-- Source passage start --
Our current number of job applicants and employees hired with disabilities is lower than labour market availability.
- Enhance the careers section of our website to increase visibility of TNS jobs among Canadians with disabilities and signal our commitment to their inclusion in our workforce.
- Educate hiring managers on accessibility and how they can ensure a barrier-free hiring, selection and accommodation process.
- Benchmark current recruitment, selection and onboarding practices against leading accessibility practices.
2. Built environment
The built environment comprises human-made structures, features and facilities—it’s the physical environments where people live and work.
- TNS building is easy for employees and visitors with disabilities to access.
- · TNS building was custom built in 2013, with a focus on accessibility.
We have limited office space on the 2nd floor that is not accessible today.
- · We have adequate space on the main floor to accommodate the growing staff and will ensure that anyone with mobility concerns has a main floor office. Today, only three people sit upstairs and they come down stairs to meet the team, rather than have others go upstairs.
- · We have updated our paging system and Microsoft teams chat to ensure people can connect with he team upstairs quickly and do not feel the need to go upstairs.
3. Information and communication technologies
Information and communication technologies are various technological tools and resources used to transmit, store, create, share or exchange information.
- An increase in available self-serve technology and accessibility features enhances in-person and hybrid meeting experiences and participation.
- Employees, customers and facilitators are more fully able to participate in training, conferences and other events
- Persons with a disability have full access to use our technology
The Current IT team is not well versed in the accessibility technological tools and does not know how to assist persons with disabilities in the workplace.
- Train IT employees to increase their accessibility knowledge and learn how to adapt services and improve interactions with persons with disabilities.
- Deliver and promote end-used training on accessibility features on all various programs.
- Develop and promote guidance and training documents for persons with disabilities (making items larger on a screen, activate reader in windows, activating closed caption on Zoom etc).
- Develop accessibility guidance and checklists and documents for employees that are building or procuring information technology.
The requirement for individuals to request that accessibility features be turned on or activated limits the ability of employees with disabilities to use them
- Develop standards for the application of simultaneous interpretation, translation and captioning functions for key TNS meetings, media engagements and conferences, when appropriate.
- Raise awareness of accessibility features for in-person and hybrid meeting technologies.
- Ensure that TNS websites continue to meet web accessibility requirements.
4. Communication (other than information and communication technologies)
-- Source passage end --
Required actions ::
1. In what year was the TNS building custom built, according to the accessibility plan?
2. Render this sentence from the accessibility plan in French: "We have limited office space on the 2nd floor that is not accessible today."
3. Carry on the accessibility plan from its last line.
The entries after this point are separate from the accessibility plan.
-- Provided information start --
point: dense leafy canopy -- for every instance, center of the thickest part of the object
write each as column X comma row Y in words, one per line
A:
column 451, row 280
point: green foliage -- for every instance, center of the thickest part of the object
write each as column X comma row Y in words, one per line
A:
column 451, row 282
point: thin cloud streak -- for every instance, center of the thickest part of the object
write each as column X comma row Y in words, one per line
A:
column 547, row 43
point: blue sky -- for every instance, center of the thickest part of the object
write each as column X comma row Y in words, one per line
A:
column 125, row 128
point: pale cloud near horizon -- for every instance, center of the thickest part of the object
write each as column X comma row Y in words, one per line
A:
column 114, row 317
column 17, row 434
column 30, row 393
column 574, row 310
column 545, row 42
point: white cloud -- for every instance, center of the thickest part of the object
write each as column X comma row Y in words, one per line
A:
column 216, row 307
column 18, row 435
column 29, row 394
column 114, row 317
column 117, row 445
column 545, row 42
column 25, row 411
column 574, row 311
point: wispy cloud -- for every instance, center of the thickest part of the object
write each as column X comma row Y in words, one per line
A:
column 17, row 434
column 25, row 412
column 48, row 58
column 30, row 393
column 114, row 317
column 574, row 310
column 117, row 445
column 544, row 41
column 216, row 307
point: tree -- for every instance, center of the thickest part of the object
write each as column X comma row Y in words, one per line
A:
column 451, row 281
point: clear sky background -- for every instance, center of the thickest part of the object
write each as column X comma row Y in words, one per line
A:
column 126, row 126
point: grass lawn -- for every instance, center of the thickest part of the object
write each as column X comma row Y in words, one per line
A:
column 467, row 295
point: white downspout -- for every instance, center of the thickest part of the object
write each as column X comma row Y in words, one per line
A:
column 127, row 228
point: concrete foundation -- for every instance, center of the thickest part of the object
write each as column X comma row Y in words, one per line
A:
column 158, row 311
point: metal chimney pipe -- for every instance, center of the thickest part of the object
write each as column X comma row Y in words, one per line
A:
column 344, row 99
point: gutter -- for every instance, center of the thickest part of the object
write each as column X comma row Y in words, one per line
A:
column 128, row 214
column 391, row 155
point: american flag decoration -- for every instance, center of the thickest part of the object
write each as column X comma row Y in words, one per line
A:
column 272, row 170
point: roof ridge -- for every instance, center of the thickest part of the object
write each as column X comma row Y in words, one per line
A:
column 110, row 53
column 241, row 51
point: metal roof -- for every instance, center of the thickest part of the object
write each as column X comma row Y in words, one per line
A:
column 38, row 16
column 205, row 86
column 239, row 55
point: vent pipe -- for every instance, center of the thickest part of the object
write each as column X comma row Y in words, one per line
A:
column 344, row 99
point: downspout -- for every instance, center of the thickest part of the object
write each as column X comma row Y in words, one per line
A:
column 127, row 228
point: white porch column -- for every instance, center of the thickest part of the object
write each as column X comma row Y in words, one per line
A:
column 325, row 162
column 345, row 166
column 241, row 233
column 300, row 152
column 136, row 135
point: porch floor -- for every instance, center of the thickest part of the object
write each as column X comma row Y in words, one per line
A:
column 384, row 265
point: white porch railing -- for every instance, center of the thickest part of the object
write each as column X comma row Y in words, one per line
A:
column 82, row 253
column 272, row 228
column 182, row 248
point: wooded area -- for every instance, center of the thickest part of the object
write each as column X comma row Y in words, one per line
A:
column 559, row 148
-- Provided information end --
Responses by task ::
1. 2013

2. Nous disposons d'un espace de bureau limité au 2e étage qui n'est pas accessible aujourd'hui.

3.
The communication priority area recognizes that people give, receive and understand communication in different ways. An organization is expected to take these differences into account and provide its communications in various accessible formats for people who require them. Some examples of communication products include signs, wayfinding, documents, forms, bills and receipts that are not technologically based.
- TNS ensures the accessibility of key documents, internally and externally, for people who request them in an alternative format.
- TNS responds to requests for key resources or publicly available documents in an accessible format in the same amount of time as for other document requests, or as directed by applicable legislation.
TNS standard document templates and formats for its files, reports and presentations do not always meet the accessibility needs of their users.
- Embed accessibility into TNS internal and external corporate communications products and templates
- Develop or share resources for employees on how to make documents and communications accessible.
TNS does not have a uniform process to ensure alternate formats, such as braille or captioned audio, for the information and communications it issues to employees and Canadians.
- Identify service providers and develop contracts or agreements to create alternate formats, where appropriate and needed.
- Catalogue and store documents and materials requested in alternative formats.
- Prepare key accessibility resources in alternative formats so that they are ready to be distributed upon request.
5. Procurement of goods, services and facilities
The Accessible Canada Act requires us to consider accessibility requirements for procurement and include accessibility as part of the provision of goods, services and facilities, where appropriate (e.g., accessible technology, materials and amenities).
- Accessibility becomes a part of our procurement expectations, and goods and services we purchase are accessible from the beginning.
Accessibility considerations are not fully embedded in TNS procurement framework and tools.
- Revise the procurement policy to reinforce that accessibility must be considered when procuring goods and services.
6. Design and delivery of programs and services
When designing and delivering TNS’ internal and external programs & services, accessibility considerations must be part of the process.
- TNS has a strong culture of collaboration with internal stakeholders
Currently there is no standard approach for ensuring all programs and services have taken accessibility into account.
- Leverage the mandatory requirement to consult with persons with disabilities to review and provide feedback on programs, policies and processes.
- Develop internal accessibility best to ensure they meet these standards.
- Create an accessibility checklist to help ensure key accessibility considerations are considered.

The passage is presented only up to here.